> _AIM_: Reproduce every item below word for word, omitting the pictures.

--- Start THE RECORDS ---

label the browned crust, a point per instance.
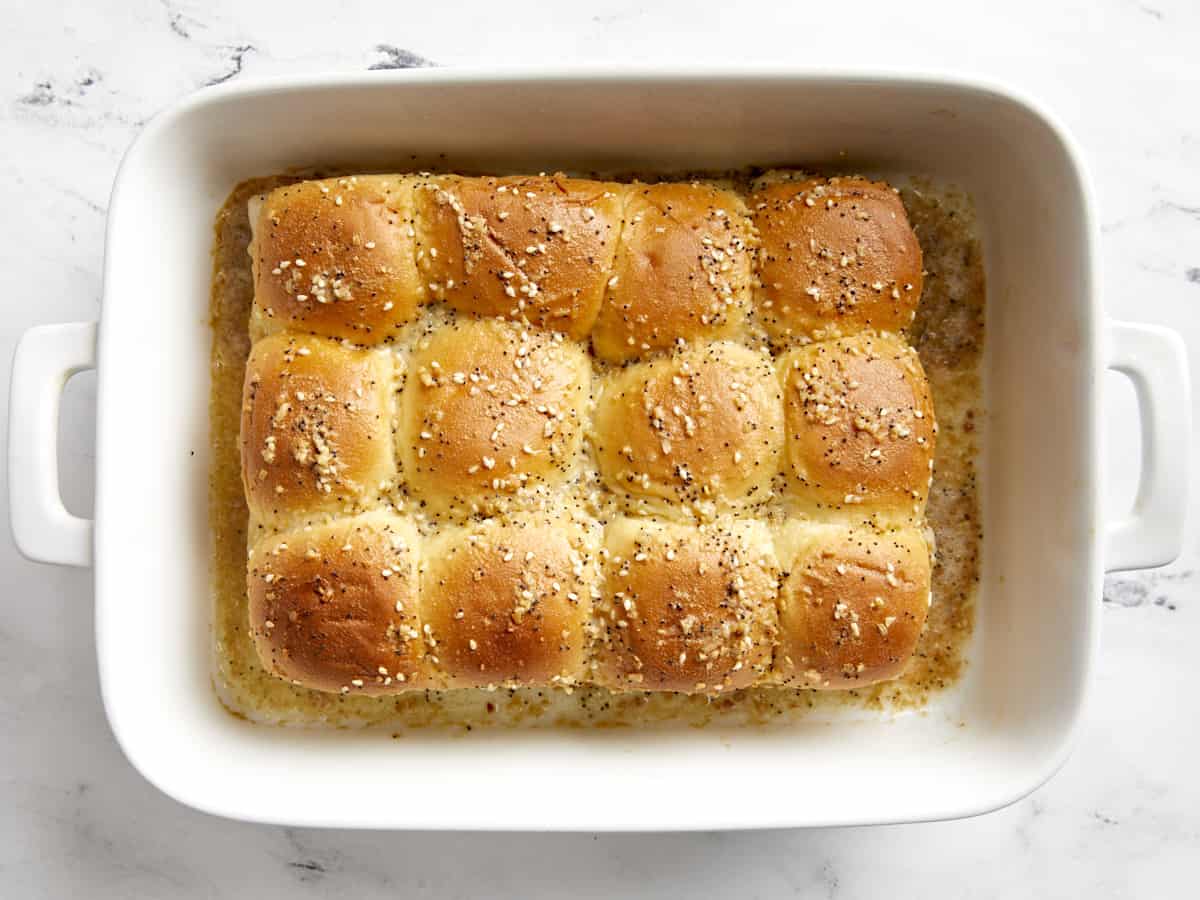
(337, 258)
(316, 426)
(508, 603)
(335, 607)
(534, 249)
(490, 408)
(852, 606)
(703, 426)
(682, 270)
(861, 427)
(687, 609)
(837, 257)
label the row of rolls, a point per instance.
(595, 343)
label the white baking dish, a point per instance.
(1005, 730)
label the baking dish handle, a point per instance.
(1155, 359)
(46, 358)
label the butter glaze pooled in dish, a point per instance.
(606, 455)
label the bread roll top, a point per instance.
(861, 427)
(533, 249)
(316, 427)
(491, 408)
(335, 607)
(682, 271)
(838, 257)
(701, 429)
(687, 609)
(852, 606)
(337, 258)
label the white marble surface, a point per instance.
(78, 82)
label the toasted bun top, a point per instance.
(335, 607)
(852, 606)
(838, 256)
(861, 426)
(682, 270)
(703, 426)
(533, 249)
(491, 407)
(508, 600)
(687, 609)
(316, 426)
(336, 258)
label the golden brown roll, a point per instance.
(837, 257)
(703, 426)
(491, 407)
(337, 258)
(852, 605)
(861, 425)
(335, 607)
(316, 426)
(687, 609)
(682, 270)
(507, 601)
(533, 249)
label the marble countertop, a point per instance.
(79, 81)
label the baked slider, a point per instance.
(687, 609)
(533, 249)
(682, 271)
(335, 606)
(336, 258)
(852, 605)
(837, 257)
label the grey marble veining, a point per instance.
(78, 83)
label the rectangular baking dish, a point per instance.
(1002, 731)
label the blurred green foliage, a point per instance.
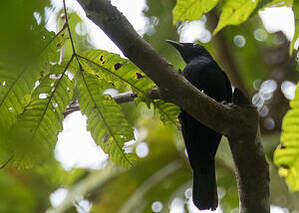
(164, 174)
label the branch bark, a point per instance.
(238, 121)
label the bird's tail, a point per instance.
(204, 189)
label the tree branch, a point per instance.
(238, 121)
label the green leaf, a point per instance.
(16, 85)
(106, 122)
(235, 12)
(287, 155)
(169, 112)
(296, 35)
(279, 3)
(34, 135)
(192, 9)
(122, 73)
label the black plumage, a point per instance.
(202, 142)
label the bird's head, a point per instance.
(189, 51)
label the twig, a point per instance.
(119, 98)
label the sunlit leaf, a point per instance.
(168, 112)
(121, 73)
(16, 85)
(192, 9)
(287, 155)
(234, 12)
(106, 122)
(34, 135)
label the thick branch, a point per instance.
(173, 86)
(238, 121)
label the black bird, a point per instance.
(202, 142)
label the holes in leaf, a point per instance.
(43, 96)
(139, 75)
(102, 59)
(117, 66)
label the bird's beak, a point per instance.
(175, 44)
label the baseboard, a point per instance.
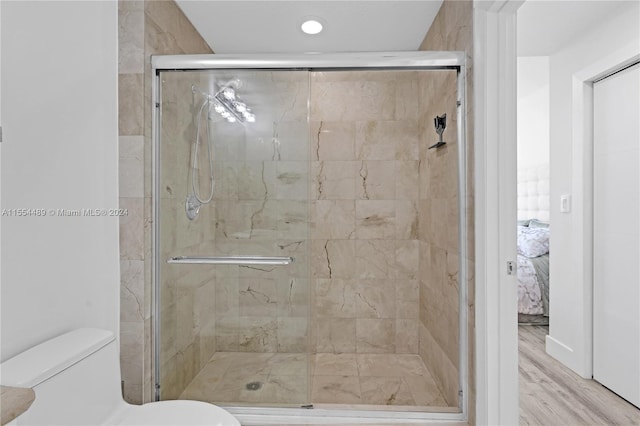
(559, 351)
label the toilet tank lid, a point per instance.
(35, 365)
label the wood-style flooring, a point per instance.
(551, 394)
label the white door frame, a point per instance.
(582, 202)
(494, 63)
(495, 201)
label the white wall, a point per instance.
(570, 292)
(533, 111)
(60, 124)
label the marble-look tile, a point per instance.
(131, 37)
(292, 334)
(333, 219)
(131, 166)
(132, 229)
(329, 389)
(292, 180)
(258, 334)
(407, 336)
(294, 141)
(336, 335)
(130, 104)
(406, 219)
(286, 389)
(132, 290)
(257, 297)
(407, 180)
(445, 372)
(407, 258)
(425, 392)
(289, 364)
(329, 364)
(335, 298)
(376, 180)
(387, 365)
(407, 97)
(352, 100)
(168, 31)
(335, 180)
(333, 140)
(333, 258)
(374, 258)
(375, 299)
(375, 335)
(385, 391)
(293, 297)
(131, 359)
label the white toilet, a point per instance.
(76, 379)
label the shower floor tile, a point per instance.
(281, 379)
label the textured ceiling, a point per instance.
(274, 26)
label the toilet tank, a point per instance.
(75, 376)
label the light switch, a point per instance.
(565, 203)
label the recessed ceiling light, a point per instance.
(311, 26)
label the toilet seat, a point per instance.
(165, 413)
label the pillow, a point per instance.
(535, 223)
(533, 242)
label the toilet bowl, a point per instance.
(76, 379)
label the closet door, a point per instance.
(616, 260)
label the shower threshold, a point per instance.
(393, 382)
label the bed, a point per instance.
(533, 244)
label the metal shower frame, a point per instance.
(371, 61)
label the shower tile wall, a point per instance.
(145, 28)
(452, 29)
(187, 292)
(364, 238)
(262, 208)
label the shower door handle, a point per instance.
(232, 260)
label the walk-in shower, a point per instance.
(310, 247)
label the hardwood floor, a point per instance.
(551, 394)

--- End THE RECORDS ---

> _PROBLEM SOLUTION_:
label the browned crust, a point per instance.
(337, 258)
(316, 426)
(508, 603)
(335, 607)
(534, 249)
(490, 408)
(852, 606)
(703, 426)
(682, 270)
(861, 427)
(687, 609)
(837, 257)
label the row of rolls, a point per instance.
(595, 343)
label the white baking dish, a point per instance.
(1005, 730)
label the baking dish handle, a point per instance.
(1155, 359)
(46, 358)
label the butter glaze pooled in dish, a point per instance.
(606, 455)
label the bread roll top, a point per instance.
(861, 427)
(533, 249)
(316, 427)
(491, 408)
(335, 607)
(682, 271)
(838, 257)
(701, 429)
(687, 609)
(852, 606)
(337, 258)
label the white marble surface, a point per instance.
(78, 82)
label the toasted bun top, a point per instance.
(335, 607)
(852, 606)
(838, 256)
(861, 426)
(682, 270)
(703, 426)
(533, 249)
(491, 407)
(508, 600)
(687, 609)
(316, 426)
(336, 258)
label the golden brown roll, a point per instance.
(837, 257)
(703, 426)
(491, 407)
(337, 258)
(852, 605)
(861, 425)
(335, 607)
(316, 426)
(687, 609)
(682, 270)
(507, 601)
(533, 249)
label the marble countertop, a point per instance.
(79, 81)
label the baked slider, a point per instance.
(687, 609)
(533, 249)
(682, 271)
(335, 606)
(336, 258)
(852, 605)
(837, 257)
label the grey marble veining, a point per instance.
(78, 83)
label the rectangular baking dish, a point per instance.
(1002, 731)
label the blurred green foliage, a point per instance.
(164, 174)
label the branch bark, a point per instance.
(238, 121)
label the bird's tail, a point per instance.
(204, 189)
label the tree branch, a point per instance.
(238, 121)
label the green leaf, a point per instance.
(16, 85)
(106, 122)
(235, 12)
(287, 155)
(169, 112)
(296, 35)
(279, 3)
(34, 135)
(192, 9)
(122, 73)
label the black plumage, a point per instance.
(202, 142)
label the bird's head, a point per instance.
(189, 51)
label the twig, a point per instance.
(119, 98)
label the sunlit leaf, a point per instance.
(168, 112)
(121, 73)
(16, 85)
(192, 9)
(287, 155)
(234, 12)
(106, 122)
(34, 135)
label the thick branch, a point per instance.
(173, 86)
(238, 121)
label the black bird, a point per instance.
(202, 142)
label the holes in leaf, a point per instance.
(43, 96)
(139, 75)
(102, 59)
(117, 66)
label the bird's beak, a point per instance.
(175, 44)
label the baseboard, a point per instance.
(559, 351)
label the toilet tank lid, a point per instance.
(35, 365)
label the wood-style flooring, a point per instance.
(551, 394)
label the white door frame, a point per instance.
(582, 202)
(494, 63)
(495, 201)
label the white wall, a point per instance.
(570, 292)
(533, 111)
(60, 124)
label the marble-look tile, a point per instance.
(131, 37)
(292, 334)
(333, 219)
(131, 166)
(132, 229)
(329, 389)
(292, 180)
(258, 334)
(407, 336)
(294, 141)
(336, 335)
(130, 104)
(406, 219)
(286, 389)
(132, 290)
(257, 297)
(407, 180)
(445, 372)
(407, 258)
(425, 392)
(289, 364)
(329, 364)
(335, 298)
(376, 180)
(387, 365)
(407, 97)
(352, 100)
(168, 31)
(335, 180)
(333, 140)
(333, 258)
(374, 258)
(375, 299)
(375, 335)
(385, 391)
(293, 297)
(131, 359)
label the white toilet, a point per instance.
(76, 379)
label the shower floor tile, a point per instance.
(281, 379)
label the textured ceiling, a point per instance.
(274, 26)
label the toilet tank, a point per instance.
(75, 376)
label the light switch, a point per instance.
(565, 203)
label the recessed ceiling light, a point per instance.
(311, 26)
label the toilet seat, a point per instance.
(165, 413)
label the pillow, a point per instance.
(535, 223)
(533, 242)
label the toilet bowl, a point per instance.
(76, 379)
label the closet door, a point per instance.
(616, 260)
label the shower threshold, a point per instance.
(393, 382)
label the bed, a point per instance.
(533, 244)
label the metal shower frame, a point per instance.
(371, 61)
label the shower tile wall, a point per instance.
(145, 28)
(452, 29)
(187, 292)
(364, 238)
(262, 208)
label the shower door handle, a point per instance.
(232, 260)
label the walk-in shower, a point per instance.
(310, 247)
label the hardwood floor, a point per instance.
(551, 394)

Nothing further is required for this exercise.